REQUIREMENTS
Copy exactly, and only, the lines from the line containing "Target: arched window" through the last line of the records below, both included, and leave out any pictures.

* start DATASET ENTRIES *

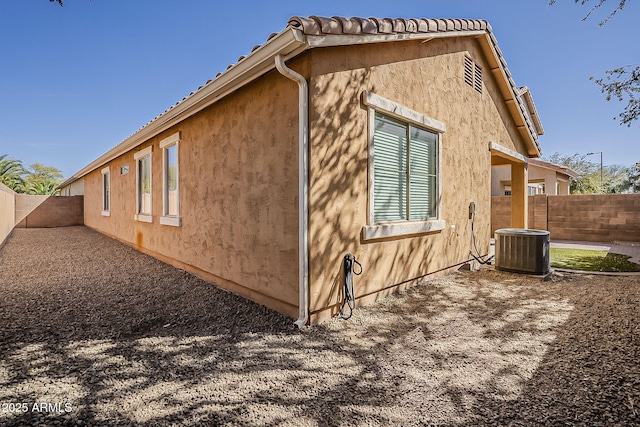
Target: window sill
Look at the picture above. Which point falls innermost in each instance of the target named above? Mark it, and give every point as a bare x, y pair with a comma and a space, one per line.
399, 229
143, 218
174, 221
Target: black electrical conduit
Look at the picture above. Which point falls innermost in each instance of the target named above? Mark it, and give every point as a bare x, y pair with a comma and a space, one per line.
349, 296
473, 239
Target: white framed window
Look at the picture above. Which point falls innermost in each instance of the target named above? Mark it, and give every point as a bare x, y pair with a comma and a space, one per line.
144, 183
170, 181
404, 170
106, 192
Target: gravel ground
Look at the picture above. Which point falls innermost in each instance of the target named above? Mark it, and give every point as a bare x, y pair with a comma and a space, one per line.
93, 332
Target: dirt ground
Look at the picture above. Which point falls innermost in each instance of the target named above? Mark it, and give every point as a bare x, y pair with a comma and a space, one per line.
93, 332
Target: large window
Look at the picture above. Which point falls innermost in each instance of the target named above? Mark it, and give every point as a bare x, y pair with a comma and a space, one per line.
404, 170
143, 185
404, 167
106, 192
170, 181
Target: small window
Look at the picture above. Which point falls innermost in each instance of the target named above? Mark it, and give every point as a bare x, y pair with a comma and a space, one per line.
106, 192
143, 185
170, 181
472, 74
404, 170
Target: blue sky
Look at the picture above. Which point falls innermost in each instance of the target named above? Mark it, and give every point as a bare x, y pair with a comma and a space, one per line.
76, 81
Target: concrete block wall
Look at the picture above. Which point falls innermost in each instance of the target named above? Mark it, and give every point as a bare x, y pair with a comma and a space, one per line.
595, 218
500, 213
7, 212
61, 211
538, 212
591, 218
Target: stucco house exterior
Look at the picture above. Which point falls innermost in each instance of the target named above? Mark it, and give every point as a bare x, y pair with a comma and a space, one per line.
374, 137
544, 178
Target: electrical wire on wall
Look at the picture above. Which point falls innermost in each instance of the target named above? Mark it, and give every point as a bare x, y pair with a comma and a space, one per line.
473, 244
349, 297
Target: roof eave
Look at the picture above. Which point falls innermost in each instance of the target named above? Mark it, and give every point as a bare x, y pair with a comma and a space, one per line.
507, 86
288, 43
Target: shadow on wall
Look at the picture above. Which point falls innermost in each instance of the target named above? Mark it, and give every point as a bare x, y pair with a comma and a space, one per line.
49, 211
339, 171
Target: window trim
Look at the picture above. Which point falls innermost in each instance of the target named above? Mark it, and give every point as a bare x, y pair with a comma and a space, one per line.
144, 217
105, 172
165, 144
373, 230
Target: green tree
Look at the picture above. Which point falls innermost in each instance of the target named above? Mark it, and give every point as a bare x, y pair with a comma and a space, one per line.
12, 173
43, 188
612, 179
41, 179
633, 179
622, 83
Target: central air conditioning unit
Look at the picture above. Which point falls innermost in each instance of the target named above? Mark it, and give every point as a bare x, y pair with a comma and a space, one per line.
522, 251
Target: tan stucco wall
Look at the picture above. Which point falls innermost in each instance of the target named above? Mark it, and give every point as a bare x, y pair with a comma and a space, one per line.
7, 212
425, 77
76, 188
501, 175
238, 195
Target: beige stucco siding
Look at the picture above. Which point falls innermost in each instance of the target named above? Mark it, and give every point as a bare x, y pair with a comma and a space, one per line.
427, 78
238, 195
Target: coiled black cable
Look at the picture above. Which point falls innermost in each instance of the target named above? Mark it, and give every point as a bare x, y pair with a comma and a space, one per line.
349, 297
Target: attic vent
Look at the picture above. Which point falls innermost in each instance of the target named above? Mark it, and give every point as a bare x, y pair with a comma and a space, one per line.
472, 74
468, 71
478, 83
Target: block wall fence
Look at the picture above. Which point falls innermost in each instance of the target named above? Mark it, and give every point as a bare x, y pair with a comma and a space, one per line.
591, 218
55, 211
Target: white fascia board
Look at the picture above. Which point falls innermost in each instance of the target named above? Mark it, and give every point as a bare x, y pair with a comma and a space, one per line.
502, 67
343, 40
288, 43
508, 153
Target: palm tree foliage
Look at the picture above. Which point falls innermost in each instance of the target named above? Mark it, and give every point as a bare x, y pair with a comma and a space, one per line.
37, 179
12, 173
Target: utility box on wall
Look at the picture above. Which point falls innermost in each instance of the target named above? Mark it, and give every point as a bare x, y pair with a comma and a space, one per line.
523, 251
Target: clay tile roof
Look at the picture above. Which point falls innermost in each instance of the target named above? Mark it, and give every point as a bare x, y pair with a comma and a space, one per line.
322, 26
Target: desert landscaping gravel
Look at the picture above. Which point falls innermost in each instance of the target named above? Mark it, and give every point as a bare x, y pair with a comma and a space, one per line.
92, 332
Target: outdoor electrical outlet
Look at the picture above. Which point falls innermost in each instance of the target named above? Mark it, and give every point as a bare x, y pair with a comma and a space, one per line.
473, 209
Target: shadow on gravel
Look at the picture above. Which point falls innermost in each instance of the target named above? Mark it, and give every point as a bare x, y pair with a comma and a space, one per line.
167, 348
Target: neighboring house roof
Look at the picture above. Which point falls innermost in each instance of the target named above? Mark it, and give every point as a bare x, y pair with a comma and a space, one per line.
558, 168
302, 34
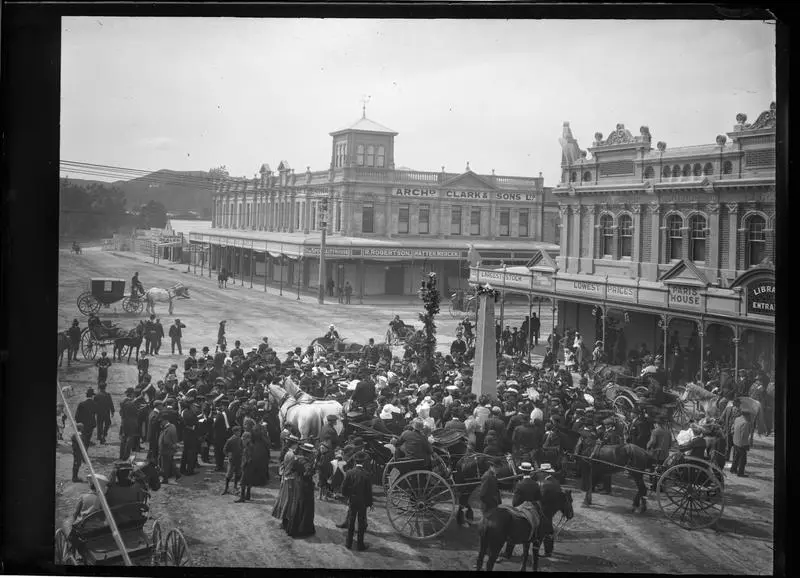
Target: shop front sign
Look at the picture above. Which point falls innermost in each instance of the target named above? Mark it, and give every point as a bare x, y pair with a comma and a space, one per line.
761, 298
685, 296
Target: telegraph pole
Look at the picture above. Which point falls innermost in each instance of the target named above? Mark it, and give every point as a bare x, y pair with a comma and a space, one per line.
324, 226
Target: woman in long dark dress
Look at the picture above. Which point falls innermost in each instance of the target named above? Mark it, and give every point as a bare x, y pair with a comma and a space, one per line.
300, 514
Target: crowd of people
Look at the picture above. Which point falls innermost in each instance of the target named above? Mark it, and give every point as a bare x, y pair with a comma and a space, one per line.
221, 401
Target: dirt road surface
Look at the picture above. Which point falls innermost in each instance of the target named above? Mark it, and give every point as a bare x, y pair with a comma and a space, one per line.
606, 537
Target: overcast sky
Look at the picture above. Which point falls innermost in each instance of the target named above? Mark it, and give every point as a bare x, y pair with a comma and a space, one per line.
191, 93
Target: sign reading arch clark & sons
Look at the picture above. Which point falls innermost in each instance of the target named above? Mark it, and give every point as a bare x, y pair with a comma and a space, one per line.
761, 297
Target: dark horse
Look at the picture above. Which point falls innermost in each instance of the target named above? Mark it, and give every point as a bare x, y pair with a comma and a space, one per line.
609, 459
507, 525
468, 471
222, 277
132, 340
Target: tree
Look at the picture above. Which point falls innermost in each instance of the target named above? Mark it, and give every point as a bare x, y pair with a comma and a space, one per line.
152, 215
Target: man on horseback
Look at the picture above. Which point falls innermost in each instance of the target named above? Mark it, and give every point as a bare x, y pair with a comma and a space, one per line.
137, 289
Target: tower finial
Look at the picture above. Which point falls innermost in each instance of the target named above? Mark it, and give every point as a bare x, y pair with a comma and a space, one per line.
364, 100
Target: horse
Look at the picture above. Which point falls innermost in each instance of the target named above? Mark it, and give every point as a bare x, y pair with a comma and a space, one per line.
470, 468
157, 295
306, 417
64, 344
612, 459
526, 524
222, 278
132, 340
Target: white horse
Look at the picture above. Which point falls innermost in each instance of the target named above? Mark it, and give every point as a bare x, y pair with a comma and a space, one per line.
157, 295
306, 416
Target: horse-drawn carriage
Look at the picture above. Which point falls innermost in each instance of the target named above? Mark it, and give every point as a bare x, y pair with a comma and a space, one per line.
105, 292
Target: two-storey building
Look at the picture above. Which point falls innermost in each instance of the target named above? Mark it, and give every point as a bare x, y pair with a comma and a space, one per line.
665, 245
386, 226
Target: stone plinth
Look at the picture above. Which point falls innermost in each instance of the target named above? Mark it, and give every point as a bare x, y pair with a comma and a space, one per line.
484, 377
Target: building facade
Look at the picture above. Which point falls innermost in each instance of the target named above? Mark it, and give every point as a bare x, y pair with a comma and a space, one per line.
385, 226
665, 245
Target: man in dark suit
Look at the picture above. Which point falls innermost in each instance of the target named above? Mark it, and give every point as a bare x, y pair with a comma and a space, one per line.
357, 488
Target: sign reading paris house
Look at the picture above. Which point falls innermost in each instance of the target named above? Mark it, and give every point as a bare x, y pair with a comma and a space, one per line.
761, 298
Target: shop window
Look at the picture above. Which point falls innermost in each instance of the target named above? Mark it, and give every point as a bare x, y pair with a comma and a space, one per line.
625, 236
606, 235
455, 221
697, 226
523, 223
402, 219
367, 218
505, 222
475, 222
674, 237
424, 219
756, 240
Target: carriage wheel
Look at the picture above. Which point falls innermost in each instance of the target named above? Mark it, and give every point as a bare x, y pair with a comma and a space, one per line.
156, 545
62, 550
88, 345
87, 303
421, 505
691, 496
176, 550
132, 305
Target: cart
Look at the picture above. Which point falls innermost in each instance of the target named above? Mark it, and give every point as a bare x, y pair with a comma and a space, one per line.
106, 291
92, 543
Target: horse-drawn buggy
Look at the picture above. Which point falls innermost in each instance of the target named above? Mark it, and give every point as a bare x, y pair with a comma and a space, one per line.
103, 292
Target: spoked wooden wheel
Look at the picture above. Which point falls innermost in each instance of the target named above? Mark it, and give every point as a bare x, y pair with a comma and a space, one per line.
691, 496
177, 552
62, 548
421, 505
87, 303
156, 545
88, 345
132, 305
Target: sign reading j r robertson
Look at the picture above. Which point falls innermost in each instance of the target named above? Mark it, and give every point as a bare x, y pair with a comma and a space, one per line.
472, 195
761, 298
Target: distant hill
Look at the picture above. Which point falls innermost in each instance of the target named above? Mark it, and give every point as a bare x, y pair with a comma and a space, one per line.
178, 191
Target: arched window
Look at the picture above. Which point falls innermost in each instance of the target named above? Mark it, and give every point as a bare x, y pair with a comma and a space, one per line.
756, 240
697, 238
625, 236
606, 235
674, 237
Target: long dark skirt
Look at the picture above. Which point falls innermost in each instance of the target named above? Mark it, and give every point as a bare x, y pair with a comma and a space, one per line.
290, 489
301, 511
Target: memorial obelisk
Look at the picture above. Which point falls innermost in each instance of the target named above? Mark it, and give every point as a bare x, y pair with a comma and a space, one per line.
484, 376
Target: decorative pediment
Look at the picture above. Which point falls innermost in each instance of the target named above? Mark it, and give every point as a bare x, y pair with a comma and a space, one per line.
685, 273
468, 180
542, 261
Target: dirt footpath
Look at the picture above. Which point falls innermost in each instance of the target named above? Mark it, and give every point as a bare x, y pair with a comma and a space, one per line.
606, 537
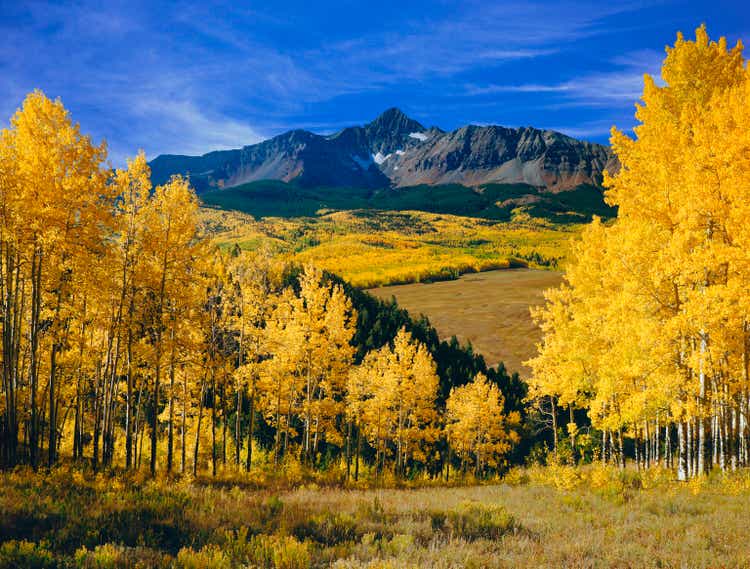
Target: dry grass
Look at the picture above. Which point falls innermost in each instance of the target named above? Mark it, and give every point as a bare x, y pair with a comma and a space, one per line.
553, 517
490, 310
375, 248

* end DATASET ENTRIES *

TASK RESPONSE
Target: arched window
Look at the picture above. Which point falls innermost in each instance of the target named above? Mark it, and give every point as a bare x, y pair with a comma and a space, one per line.
756, 240
697, 238
625, 236
606, 235
674, 237
Target: long dark skirt
Look at the picture above. Which point falls innermost in each instance of the target named above? Mark it, and give every point as a bare x, y pair with a comma and a space, one per line.
290, 489
301, 511
Target: memorial obelisk
Look at the picture above. Which point falls innermost in each instance of the target named above? Mark it, and give every point as a bare x, y pair with a comma and a space, one per line.
484, 376
Target: decorative pediment
Look at the picture above. Which point falls innermost in each instance of the target named above? Mark it, and give every point as a bare x, y pair with a comma and a space, one per line.
685, 273
468, 180
542, 261
Target: dirt footpath
Look at the picture above. Which point falls innermost in each instance of the target named above? Mark it, and give every point as a bare x, y pair with a comma and a space, one per line.
606, 537
Target: dry grass
Look at the picture above. Which point falls innermost in each instance of the target named above? Mark it, and give every point as a bare x, y pair with a comma and a space, one per line.
553, 517
490, 310
375, 248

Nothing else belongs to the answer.